** WHAT TO DO **
Reproduce the items below word for word, from the start of the items through the line that contains "box: [115, 126, 449, 300]", including both ends.

Dataset records
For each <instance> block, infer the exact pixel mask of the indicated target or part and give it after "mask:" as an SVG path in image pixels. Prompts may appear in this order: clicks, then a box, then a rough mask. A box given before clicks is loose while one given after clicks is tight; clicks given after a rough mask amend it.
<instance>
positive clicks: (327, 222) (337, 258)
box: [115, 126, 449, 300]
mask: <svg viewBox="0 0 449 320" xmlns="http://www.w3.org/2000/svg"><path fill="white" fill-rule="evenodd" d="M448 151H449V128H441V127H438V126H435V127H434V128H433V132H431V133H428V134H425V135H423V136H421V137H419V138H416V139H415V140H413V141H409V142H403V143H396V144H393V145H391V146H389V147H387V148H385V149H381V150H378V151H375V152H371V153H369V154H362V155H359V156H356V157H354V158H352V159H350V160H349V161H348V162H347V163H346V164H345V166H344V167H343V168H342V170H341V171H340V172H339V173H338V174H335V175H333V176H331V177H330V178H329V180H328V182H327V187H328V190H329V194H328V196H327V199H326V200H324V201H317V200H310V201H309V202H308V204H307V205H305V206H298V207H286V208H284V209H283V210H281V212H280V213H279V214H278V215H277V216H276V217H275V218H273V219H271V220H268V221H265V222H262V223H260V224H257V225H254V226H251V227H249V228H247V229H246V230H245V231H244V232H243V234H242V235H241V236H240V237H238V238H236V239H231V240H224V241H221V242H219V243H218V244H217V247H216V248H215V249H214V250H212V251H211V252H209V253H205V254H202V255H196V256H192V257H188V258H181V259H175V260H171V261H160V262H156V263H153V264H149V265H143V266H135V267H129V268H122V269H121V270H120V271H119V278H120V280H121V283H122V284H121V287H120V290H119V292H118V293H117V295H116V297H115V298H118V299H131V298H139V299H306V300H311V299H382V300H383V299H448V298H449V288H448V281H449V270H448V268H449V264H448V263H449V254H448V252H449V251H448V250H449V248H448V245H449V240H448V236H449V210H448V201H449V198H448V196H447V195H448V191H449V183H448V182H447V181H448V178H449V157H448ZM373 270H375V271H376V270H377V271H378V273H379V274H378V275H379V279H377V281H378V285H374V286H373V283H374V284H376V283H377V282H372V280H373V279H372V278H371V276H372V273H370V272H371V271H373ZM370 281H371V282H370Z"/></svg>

** EXPECTED ANSWER **
For each <instance> block, infer the exact pixel mask of the indicated target or part and give it after "mask:" as an SVG path in image pixels. Prompts may appear in this order: clicks, then a box, then a rough mask. A box given before clicks is loose while one given after clicks is tight; clicks given after a rough mask amend it.
<instance>
positive clicks: (327, 222) (337, 258)
box: [115, 126, 449, 300]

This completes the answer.